Objective: Swap "Output boxes" for "Return boxes" in everything from the line containing "wall panel molding" down to the end of the records. Reproduce only those lines, with nothing else changed.

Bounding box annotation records

****************

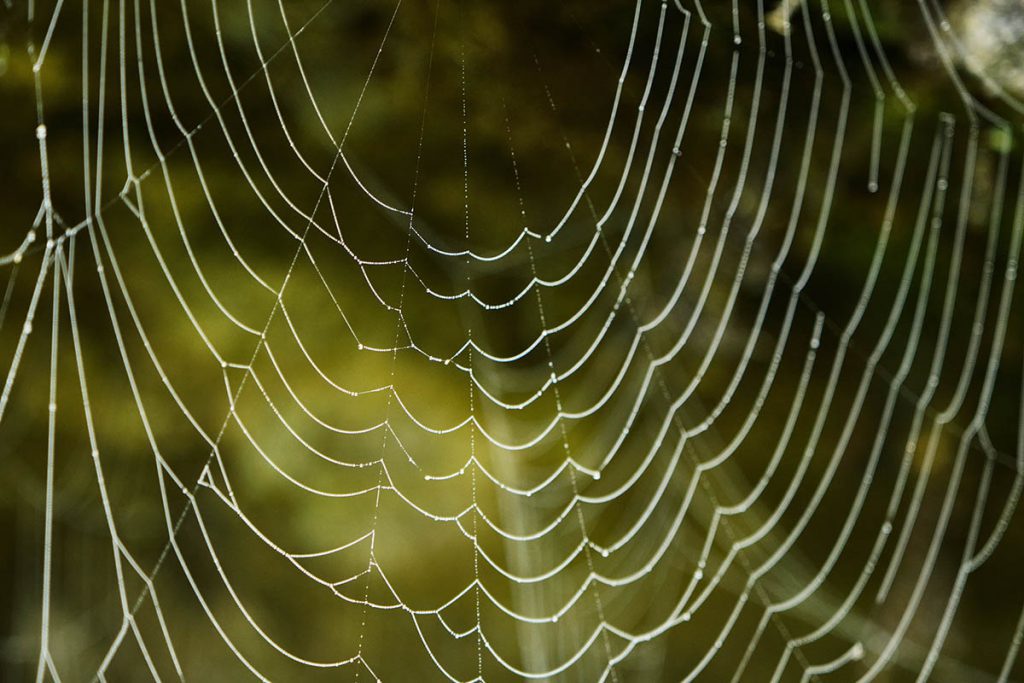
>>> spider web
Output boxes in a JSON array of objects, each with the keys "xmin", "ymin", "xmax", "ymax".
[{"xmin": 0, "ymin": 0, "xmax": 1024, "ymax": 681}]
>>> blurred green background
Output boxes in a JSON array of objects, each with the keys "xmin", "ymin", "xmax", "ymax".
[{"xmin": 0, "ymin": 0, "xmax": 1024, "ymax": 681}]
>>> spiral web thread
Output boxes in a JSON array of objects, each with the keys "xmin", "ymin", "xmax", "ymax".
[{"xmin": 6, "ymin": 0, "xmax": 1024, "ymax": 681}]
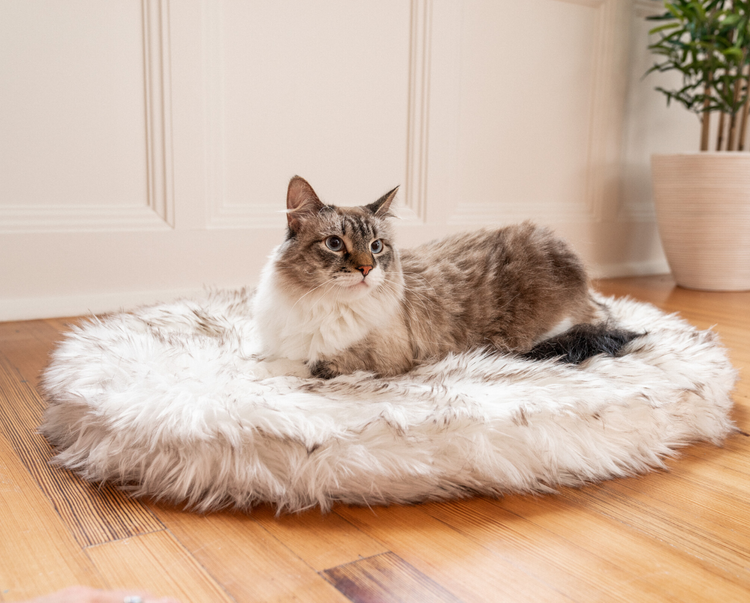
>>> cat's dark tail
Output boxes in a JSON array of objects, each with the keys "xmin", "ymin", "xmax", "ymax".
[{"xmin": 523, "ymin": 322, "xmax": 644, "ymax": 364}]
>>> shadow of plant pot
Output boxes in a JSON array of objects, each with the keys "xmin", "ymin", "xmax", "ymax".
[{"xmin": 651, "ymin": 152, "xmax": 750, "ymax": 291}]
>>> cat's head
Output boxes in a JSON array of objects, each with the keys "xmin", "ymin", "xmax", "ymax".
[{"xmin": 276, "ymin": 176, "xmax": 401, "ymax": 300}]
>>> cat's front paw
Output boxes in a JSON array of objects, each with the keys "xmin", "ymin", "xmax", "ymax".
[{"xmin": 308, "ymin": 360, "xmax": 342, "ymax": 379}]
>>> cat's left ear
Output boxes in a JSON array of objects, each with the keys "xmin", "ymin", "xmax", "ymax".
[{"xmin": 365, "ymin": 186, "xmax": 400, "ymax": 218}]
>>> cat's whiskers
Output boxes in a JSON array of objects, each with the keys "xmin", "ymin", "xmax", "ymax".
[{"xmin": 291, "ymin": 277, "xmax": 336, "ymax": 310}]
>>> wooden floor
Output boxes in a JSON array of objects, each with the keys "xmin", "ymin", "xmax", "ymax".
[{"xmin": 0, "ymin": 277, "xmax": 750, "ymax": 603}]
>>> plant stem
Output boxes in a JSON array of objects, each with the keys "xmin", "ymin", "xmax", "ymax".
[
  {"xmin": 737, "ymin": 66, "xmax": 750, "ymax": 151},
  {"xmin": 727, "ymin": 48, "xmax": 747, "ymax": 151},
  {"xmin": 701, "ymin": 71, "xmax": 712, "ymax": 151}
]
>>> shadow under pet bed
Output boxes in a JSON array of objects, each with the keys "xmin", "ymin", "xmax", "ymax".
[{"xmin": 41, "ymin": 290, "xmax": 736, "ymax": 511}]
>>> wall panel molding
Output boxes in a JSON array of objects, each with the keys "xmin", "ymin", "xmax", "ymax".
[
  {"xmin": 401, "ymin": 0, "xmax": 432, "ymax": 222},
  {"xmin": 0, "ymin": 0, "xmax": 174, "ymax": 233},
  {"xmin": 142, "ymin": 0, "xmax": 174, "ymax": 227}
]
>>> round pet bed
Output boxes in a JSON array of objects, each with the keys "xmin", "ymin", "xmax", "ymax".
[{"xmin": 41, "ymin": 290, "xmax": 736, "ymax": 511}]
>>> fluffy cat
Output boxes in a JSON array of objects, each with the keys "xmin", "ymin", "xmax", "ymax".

****************

Output:
>>> wall panel molding
Return boxes in a JSON array of objects, each with the keys "xmin", "ymin", "xmax", "ymax".
[
  {"xmin": 401, "ymin": 0, "xmax": 432, "ymax": 222},
  {"xmin": 0, "ymin": 0, "xmax": 174, "ymax": 233},
  {"xmin": 142, "ymin": 0, "xmax": 174, "ymax": 227}
]
>>> round pet bed
Return boxes in a JSON array of objects, each with the keys "xmin", "ymin", "xmax", "ymax".
[{"xmin": 41, "ymin": 290, "xmax": 736, "ymax": 511}]
>>> fluffy cat
Return boxes in a JSON array of objects, each with the keys "xmin", "ymin", "xmax", "ymax".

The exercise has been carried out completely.